*Given exercise*
Pull out the lines of the items below, word for word, starting at the line that contains "Practice step: find the crowd" and ending with the final line of the items, with both ends included.
------ Dataset excerpts
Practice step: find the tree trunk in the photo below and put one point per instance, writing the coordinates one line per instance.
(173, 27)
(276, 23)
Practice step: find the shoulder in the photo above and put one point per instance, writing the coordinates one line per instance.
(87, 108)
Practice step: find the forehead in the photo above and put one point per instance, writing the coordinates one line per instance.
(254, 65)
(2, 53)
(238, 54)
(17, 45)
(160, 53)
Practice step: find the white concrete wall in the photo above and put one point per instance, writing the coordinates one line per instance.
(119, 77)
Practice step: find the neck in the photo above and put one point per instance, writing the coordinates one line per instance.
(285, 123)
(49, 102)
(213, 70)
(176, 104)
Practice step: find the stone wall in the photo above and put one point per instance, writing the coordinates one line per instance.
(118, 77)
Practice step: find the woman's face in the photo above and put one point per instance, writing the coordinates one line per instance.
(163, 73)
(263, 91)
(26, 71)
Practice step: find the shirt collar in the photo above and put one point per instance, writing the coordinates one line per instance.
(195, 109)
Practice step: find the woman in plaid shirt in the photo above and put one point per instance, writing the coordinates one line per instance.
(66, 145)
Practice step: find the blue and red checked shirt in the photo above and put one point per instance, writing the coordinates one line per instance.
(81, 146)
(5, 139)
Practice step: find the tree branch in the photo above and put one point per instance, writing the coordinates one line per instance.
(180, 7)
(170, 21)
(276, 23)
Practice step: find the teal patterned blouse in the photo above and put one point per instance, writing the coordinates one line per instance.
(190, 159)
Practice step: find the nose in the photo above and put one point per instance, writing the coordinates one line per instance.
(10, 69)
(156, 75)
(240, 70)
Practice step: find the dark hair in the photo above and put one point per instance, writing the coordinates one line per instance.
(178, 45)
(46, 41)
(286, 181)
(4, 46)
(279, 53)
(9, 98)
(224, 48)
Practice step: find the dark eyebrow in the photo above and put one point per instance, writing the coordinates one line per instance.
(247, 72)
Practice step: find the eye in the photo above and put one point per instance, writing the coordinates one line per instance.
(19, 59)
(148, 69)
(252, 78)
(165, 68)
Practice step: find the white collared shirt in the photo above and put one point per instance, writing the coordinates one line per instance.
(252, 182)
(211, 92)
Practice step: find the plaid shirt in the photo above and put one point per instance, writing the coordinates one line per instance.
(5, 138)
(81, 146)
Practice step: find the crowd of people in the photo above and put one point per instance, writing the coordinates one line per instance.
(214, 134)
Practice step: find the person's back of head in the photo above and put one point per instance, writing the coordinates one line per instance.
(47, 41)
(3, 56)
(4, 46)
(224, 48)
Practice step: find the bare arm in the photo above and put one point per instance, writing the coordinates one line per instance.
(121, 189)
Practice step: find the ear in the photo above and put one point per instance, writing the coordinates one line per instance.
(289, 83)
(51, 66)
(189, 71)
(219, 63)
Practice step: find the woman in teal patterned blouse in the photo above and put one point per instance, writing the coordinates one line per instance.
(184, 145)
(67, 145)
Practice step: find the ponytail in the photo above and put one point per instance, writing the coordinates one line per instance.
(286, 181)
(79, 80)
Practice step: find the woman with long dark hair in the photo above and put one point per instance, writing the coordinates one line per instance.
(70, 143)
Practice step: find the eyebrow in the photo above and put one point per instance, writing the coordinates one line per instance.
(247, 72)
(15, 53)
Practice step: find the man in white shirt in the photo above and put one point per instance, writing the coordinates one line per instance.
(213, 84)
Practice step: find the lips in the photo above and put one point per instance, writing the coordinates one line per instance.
------------
*The reply*
Practice step: find the crowd of people in the photo above and put one point per instance, writing the coordinates one line per instance.
(214, 134)
Practice step: find the person's back of head in the photo above and put one point per instance, writing the coordinates one line per instance.
(47, 41)
(3, 56)
(4, 46)
(224, 48)
Practice step: find the bare arm in the photo above and put one point per instance, writing the coordinates one line per instance.
(121, 189)
Practice step: find the ear in the photo above and put one point per instance, writing the coordinates one line per instance.
(289, 83)
(51, 66)
(189, 71)
(219, 63)
Practice step: find the woman in teal patterned blouse in the photo above and put one point per instance, writing the coordinates one line per instance.
(184, 145)
(67, 145)
Practice step: find the ponytail in the photo above and put one point per instance, writing the coordinates one line per instance.
(286, 181)
(79, 80)
Practice step: find the woman with long dark hair in the photo above and put one point per instance, writing the coordinates one line per instance.
(70, 143)
Practice step: find the eyebrow in the photo above and put one point per instance, writing the coordinates one line per instance.
(247, 72)
(15, 53)
Practice step: find the man in white shirt in the photo above and put one point per instance, writing the coordinates one line per instance.
(213, 84)
Practice step: find the lips in the photo above and put one point per instance, writing the coordinates one line per instance.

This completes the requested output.